RECORDS FOR THE TASK =>

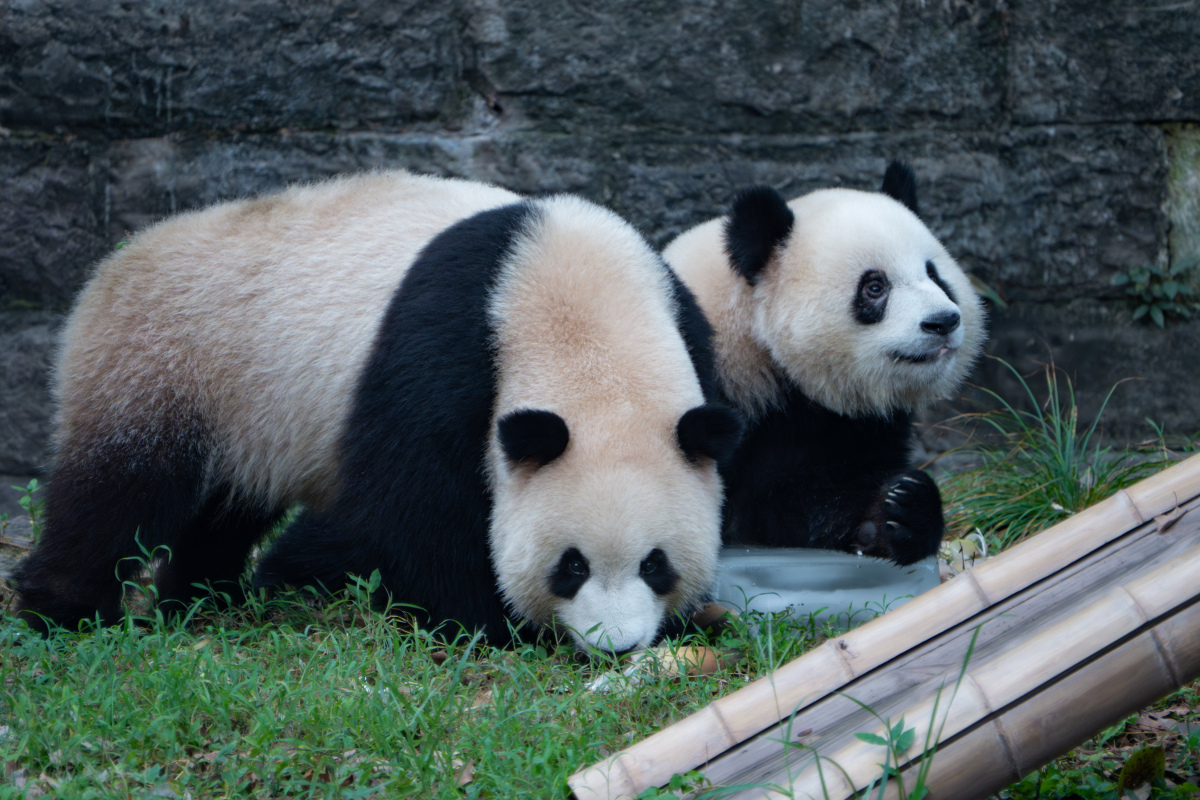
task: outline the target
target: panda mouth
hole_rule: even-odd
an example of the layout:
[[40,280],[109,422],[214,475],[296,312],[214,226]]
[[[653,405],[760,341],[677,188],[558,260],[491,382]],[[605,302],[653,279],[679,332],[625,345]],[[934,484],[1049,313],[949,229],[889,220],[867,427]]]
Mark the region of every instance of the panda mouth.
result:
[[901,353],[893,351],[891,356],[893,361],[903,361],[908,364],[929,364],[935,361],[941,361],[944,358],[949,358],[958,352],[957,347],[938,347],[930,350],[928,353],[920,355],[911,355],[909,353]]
--
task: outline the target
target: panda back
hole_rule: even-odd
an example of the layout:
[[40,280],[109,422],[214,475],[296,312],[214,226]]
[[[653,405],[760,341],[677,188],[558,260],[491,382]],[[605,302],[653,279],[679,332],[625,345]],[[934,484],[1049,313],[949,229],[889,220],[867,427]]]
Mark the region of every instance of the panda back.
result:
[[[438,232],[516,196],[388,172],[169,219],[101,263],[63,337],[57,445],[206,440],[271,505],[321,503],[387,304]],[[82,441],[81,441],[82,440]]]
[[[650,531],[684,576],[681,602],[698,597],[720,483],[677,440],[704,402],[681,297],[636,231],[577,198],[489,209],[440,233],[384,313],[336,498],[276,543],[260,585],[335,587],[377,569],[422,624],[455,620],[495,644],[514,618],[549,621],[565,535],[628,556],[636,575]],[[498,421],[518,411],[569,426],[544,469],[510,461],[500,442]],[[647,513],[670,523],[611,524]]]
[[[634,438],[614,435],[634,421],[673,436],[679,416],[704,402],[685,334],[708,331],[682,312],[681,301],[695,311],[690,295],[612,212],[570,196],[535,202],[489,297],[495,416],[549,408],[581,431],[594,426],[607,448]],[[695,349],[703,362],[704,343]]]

PROMPT => Return every line of the listing that has the word "back" in it.

TASK RESULT =>
target: panda back
Mark the region of every instance of the panda back.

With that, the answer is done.